## Input data
◇ ◇ ◇ ◇ ◇

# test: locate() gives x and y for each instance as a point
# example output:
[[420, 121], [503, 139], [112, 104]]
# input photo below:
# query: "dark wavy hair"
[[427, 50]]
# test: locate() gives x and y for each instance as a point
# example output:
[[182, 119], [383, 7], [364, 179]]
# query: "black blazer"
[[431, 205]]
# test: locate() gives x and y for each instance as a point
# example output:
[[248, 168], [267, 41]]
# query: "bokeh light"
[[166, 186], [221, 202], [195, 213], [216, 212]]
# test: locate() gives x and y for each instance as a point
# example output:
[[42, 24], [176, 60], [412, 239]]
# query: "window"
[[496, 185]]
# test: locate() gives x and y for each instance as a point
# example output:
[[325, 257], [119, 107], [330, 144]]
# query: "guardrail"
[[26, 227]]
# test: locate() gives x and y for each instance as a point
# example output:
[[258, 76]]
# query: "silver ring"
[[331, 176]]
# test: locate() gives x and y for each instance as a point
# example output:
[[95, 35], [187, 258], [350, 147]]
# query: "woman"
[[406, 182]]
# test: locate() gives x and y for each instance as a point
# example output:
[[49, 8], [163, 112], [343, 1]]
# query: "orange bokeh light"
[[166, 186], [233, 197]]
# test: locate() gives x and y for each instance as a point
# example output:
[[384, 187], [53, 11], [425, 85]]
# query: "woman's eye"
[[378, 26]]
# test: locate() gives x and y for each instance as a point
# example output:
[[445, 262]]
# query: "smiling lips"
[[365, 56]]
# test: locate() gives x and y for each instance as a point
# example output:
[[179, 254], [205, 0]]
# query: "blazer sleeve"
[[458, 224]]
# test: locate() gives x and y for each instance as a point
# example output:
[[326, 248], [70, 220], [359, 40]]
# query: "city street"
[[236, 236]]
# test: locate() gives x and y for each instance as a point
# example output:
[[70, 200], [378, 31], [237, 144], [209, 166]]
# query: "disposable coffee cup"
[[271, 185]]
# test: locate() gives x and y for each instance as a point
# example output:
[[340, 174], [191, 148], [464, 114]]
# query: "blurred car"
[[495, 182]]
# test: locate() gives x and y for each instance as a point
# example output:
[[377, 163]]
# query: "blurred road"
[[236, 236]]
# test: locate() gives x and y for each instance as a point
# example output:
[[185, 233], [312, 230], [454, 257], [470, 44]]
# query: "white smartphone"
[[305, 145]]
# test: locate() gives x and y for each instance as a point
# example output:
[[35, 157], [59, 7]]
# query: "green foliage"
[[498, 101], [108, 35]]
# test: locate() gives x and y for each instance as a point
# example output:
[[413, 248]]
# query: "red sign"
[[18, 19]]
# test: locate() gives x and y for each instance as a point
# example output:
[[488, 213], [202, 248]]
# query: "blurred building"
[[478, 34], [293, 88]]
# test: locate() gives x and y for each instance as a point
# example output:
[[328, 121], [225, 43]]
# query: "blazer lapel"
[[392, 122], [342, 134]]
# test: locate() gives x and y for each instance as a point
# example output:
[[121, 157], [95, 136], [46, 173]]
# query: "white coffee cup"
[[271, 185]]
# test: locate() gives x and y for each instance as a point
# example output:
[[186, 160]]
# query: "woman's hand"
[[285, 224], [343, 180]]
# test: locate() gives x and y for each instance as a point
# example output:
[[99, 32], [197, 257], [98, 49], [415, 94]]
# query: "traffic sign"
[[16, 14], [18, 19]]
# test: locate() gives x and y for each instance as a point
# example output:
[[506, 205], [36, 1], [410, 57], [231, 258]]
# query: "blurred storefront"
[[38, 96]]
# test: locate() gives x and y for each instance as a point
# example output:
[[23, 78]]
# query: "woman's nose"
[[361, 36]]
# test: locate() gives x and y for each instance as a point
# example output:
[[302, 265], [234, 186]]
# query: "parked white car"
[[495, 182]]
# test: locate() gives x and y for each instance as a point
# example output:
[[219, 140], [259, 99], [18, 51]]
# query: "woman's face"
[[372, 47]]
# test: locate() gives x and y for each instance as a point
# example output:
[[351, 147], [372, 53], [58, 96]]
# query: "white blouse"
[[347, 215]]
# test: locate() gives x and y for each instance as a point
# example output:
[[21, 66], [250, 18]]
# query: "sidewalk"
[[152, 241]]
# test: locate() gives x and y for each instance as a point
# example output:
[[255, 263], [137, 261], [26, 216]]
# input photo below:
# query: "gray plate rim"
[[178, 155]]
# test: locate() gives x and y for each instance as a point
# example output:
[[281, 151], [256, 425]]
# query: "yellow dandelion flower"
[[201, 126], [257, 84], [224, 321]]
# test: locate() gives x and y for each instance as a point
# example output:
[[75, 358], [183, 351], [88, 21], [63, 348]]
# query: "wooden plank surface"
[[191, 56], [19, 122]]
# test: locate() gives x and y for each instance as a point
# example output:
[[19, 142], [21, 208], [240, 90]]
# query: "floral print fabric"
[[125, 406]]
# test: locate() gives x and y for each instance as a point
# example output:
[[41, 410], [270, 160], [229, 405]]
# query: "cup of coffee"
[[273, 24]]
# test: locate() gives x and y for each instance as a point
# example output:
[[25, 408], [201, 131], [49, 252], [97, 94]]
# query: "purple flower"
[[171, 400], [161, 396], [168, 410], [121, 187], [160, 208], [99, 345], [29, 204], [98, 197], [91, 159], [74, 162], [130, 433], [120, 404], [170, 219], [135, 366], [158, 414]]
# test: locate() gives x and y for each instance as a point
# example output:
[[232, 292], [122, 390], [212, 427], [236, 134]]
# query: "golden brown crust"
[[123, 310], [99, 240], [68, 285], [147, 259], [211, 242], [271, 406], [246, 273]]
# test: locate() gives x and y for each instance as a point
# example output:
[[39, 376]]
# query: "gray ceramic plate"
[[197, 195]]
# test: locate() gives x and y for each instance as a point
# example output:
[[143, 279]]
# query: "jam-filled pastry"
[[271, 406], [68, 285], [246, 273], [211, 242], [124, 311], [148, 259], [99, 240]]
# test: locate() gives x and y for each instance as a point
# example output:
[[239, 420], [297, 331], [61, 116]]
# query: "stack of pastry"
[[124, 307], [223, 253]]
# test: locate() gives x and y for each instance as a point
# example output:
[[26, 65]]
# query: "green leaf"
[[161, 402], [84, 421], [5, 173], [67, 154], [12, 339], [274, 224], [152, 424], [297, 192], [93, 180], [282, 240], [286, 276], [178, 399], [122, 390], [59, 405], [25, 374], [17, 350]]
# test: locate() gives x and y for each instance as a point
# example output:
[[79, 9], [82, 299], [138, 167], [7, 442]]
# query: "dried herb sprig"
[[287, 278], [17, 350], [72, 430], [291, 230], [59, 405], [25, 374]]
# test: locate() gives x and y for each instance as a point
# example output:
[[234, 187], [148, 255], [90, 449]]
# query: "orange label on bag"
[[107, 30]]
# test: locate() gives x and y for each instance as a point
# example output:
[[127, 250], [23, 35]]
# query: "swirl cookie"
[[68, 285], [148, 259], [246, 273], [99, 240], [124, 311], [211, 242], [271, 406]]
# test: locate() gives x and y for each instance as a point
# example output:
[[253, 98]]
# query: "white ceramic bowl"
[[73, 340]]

◇ ◇ ◇ ◇ ◇

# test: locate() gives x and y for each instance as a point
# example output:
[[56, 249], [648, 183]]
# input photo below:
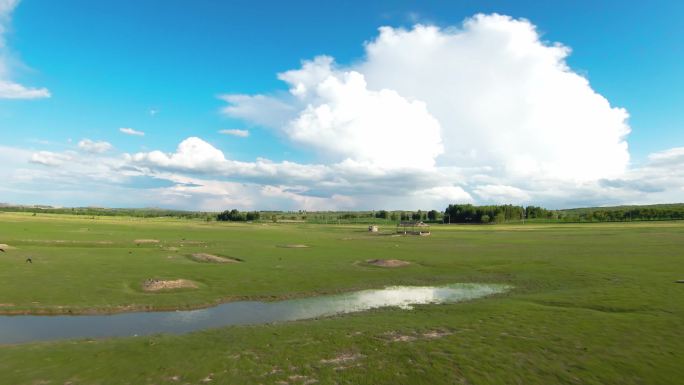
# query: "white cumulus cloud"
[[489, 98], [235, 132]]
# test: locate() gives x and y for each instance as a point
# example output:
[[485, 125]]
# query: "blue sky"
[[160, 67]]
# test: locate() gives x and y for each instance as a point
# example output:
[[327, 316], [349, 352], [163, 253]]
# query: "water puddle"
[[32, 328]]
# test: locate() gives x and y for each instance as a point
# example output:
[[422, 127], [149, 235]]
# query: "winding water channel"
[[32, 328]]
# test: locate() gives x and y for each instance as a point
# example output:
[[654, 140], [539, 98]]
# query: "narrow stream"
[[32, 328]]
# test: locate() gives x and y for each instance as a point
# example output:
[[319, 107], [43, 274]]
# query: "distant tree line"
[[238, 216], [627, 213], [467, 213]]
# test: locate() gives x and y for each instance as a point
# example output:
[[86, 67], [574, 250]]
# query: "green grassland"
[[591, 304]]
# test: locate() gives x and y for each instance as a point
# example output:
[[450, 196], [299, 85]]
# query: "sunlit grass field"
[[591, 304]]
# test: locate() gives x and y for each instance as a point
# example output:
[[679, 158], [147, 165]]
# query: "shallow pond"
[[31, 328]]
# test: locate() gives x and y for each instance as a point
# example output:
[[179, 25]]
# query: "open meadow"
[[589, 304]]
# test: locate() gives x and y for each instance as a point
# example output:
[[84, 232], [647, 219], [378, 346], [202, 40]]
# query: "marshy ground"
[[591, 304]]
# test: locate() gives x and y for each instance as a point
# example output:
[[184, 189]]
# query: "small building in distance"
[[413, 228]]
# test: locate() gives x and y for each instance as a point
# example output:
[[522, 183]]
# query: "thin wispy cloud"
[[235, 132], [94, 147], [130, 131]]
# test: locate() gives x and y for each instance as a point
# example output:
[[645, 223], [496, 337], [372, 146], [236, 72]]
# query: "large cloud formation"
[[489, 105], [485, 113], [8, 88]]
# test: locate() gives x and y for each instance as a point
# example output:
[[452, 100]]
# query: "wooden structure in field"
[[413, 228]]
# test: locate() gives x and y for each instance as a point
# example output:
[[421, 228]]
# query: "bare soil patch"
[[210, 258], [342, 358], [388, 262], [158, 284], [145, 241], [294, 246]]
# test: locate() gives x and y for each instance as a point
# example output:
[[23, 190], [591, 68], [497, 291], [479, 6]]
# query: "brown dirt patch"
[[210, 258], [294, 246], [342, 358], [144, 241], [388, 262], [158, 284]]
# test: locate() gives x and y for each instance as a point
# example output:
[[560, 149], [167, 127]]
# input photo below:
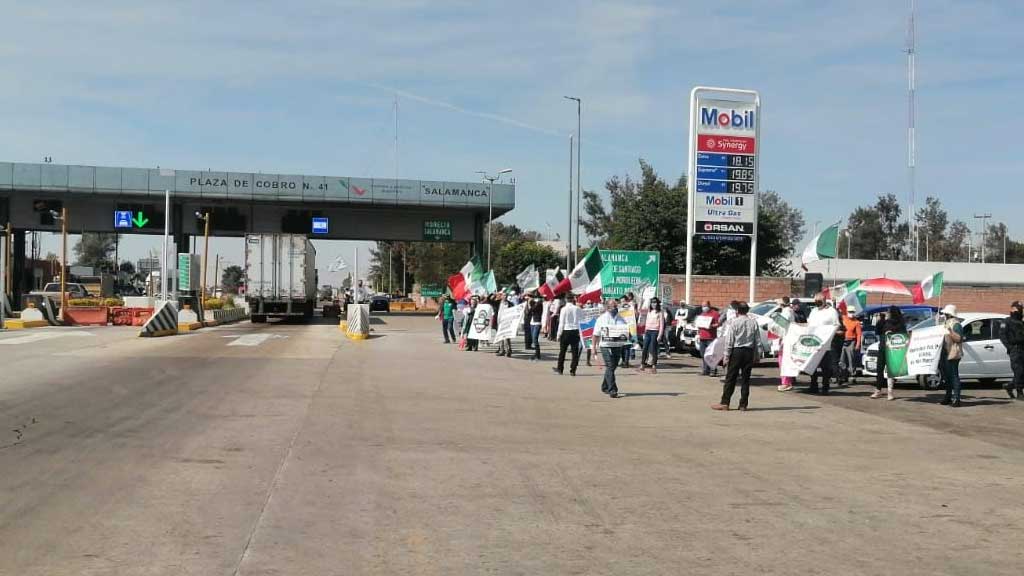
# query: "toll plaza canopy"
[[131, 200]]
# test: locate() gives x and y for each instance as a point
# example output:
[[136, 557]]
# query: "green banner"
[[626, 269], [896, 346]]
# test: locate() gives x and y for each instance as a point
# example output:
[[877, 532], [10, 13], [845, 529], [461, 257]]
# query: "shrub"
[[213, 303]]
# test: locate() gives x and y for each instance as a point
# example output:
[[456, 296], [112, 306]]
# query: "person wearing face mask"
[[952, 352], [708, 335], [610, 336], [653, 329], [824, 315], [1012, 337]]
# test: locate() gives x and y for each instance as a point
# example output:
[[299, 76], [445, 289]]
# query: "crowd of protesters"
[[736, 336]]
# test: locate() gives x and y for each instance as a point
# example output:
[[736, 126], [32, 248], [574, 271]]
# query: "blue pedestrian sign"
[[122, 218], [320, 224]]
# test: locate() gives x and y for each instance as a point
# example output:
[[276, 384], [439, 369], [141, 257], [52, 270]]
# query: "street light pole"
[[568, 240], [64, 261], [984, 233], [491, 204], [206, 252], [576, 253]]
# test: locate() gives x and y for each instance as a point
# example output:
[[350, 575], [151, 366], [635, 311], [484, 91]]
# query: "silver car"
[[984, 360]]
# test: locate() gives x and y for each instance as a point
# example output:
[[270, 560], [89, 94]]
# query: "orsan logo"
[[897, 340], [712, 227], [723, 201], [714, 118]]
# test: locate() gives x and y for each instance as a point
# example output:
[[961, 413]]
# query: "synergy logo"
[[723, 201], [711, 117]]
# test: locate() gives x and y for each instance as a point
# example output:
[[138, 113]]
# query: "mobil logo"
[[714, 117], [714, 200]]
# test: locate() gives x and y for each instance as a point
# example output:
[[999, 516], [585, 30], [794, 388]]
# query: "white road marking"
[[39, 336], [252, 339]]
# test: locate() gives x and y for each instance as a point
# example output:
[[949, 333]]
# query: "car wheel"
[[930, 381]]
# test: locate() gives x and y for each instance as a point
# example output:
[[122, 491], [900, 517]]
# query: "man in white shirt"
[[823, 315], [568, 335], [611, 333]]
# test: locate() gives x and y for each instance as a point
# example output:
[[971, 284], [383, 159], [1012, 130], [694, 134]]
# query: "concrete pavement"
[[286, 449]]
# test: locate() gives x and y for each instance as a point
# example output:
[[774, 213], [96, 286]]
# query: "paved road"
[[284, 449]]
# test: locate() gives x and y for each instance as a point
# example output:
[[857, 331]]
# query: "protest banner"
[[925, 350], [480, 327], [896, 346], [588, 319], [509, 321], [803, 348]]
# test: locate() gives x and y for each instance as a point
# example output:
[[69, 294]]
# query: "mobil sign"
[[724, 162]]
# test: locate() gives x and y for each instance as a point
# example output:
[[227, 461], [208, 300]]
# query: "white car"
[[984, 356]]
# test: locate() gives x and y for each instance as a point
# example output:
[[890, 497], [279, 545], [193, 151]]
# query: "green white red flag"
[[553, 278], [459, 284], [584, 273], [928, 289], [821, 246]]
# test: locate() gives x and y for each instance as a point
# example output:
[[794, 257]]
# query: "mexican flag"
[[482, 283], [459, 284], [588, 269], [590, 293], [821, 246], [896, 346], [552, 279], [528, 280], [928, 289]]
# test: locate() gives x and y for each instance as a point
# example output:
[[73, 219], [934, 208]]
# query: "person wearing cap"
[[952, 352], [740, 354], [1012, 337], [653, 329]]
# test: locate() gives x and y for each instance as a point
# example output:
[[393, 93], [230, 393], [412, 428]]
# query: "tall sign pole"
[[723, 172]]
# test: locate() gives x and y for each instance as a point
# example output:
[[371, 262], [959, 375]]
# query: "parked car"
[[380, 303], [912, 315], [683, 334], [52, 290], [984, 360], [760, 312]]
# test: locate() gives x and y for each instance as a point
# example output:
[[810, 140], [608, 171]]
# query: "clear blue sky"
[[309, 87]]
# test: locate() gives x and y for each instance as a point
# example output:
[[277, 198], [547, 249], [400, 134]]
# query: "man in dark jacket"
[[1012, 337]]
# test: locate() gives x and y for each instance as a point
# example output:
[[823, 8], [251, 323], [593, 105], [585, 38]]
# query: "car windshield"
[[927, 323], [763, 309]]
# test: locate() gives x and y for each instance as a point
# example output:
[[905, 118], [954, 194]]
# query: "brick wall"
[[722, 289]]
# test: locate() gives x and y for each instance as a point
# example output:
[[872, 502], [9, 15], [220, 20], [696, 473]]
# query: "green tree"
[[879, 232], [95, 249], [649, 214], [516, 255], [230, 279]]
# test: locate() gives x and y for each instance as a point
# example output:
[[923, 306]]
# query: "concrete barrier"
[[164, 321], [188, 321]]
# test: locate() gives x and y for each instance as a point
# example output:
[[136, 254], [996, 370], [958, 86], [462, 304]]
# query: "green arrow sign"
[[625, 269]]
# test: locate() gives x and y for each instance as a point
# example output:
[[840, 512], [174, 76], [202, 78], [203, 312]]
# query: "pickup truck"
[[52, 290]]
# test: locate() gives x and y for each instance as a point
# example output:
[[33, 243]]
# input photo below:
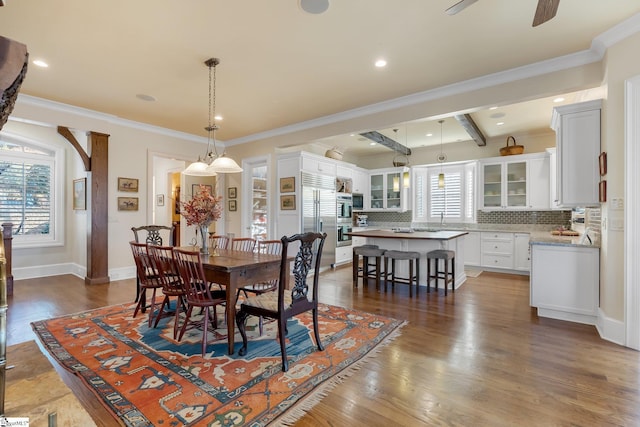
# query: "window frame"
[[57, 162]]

◇ ◇ ◇ ◇ ◇

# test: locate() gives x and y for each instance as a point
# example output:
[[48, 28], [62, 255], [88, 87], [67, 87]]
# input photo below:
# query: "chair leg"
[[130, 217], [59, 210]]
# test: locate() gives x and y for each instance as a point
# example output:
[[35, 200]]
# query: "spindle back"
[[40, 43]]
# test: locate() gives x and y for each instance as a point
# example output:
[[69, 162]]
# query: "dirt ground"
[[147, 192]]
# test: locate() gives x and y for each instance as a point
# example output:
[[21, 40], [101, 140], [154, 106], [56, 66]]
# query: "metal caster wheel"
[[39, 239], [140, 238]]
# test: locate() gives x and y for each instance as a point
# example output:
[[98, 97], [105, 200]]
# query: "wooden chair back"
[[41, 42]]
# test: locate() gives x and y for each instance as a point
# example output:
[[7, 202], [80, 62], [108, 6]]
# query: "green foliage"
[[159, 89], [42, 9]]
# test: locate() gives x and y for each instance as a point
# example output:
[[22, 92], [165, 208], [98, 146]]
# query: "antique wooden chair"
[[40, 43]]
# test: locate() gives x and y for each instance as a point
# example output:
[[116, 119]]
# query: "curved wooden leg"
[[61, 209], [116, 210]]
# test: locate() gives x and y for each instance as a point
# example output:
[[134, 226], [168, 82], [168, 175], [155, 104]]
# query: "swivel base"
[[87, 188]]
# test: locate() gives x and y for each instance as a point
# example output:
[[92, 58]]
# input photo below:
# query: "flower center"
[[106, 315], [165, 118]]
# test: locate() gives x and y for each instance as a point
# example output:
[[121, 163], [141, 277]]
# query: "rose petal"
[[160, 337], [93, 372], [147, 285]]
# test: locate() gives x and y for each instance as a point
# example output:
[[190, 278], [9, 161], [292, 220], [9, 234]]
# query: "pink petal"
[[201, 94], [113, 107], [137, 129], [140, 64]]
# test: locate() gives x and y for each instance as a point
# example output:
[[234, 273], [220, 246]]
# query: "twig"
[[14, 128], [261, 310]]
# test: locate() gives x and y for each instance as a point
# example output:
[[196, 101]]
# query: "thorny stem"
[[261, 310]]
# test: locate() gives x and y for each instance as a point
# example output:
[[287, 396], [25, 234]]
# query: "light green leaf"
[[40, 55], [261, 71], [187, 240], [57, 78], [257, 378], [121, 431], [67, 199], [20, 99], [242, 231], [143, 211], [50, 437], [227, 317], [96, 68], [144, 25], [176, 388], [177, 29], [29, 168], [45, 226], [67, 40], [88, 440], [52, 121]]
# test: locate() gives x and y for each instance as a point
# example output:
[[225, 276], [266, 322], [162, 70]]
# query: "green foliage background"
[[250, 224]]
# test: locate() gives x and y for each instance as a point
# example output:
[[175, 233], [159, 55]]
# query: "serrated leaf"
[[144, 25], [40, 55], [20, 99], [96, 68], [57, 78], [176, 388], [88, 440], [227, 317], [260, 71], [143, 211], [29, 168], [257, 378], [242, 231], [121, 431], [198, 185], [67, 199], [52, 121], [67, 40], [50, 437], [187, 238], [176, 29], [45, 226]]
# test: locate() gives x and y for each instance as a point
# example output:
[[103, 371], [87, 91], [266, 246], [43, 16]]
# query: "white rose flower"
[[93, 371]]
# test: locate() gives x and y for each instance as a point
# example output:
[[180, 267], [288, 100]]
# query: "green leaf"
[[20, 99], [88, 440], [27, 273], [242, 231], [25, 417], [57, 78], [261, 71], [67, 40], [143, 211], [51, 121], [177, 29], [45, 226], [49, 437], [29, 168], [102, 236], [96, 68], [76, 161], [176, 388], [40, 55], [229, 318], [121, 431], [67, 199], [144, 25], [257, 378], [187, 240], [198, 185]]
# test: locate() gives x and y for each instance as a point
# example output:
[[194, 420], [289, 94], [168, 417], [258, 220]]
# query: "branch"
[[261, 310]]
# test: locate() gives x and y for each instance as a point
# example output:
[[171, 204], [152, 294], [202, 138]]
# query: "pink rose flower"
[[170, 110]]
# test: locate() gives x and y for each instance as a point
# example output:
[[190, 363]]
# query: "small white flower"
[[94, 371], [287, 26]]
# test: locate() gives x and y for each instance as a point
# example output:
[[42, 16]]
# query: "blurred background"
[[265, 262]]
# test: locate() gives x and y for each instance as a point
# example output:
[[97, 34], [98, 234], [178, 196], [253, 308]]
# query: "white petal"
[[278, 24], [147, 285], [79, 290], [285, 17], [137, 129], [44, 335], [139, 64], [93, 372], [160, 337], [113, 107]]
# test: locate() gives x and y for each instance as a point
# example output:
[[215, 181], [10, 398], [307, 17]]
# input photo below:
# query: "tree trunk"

◇ ◇ ◇ ◇ ◇

## Aim of the task
From the entries above, restate word for word the lines from the line containing "[[905, 118], [954, 194]]" to the line containing "[[923, 306]]", both ends included, and nothing more.

## Task answer
[[905, 118], [954, 194]]
# query: "brick wall"
[[722, 289]]
# test: locate() gives x and y for each instance as a point
# example output:
[[872, 502], [9, 15], [220, 20], [696, 473]]
# query: "green tree"
[[879, 232], [95, 249], [649, 214], [516, 255], [230, 279]]
# test: locate() gives x and y for each instance as a point
# example output:
[[923, 306]]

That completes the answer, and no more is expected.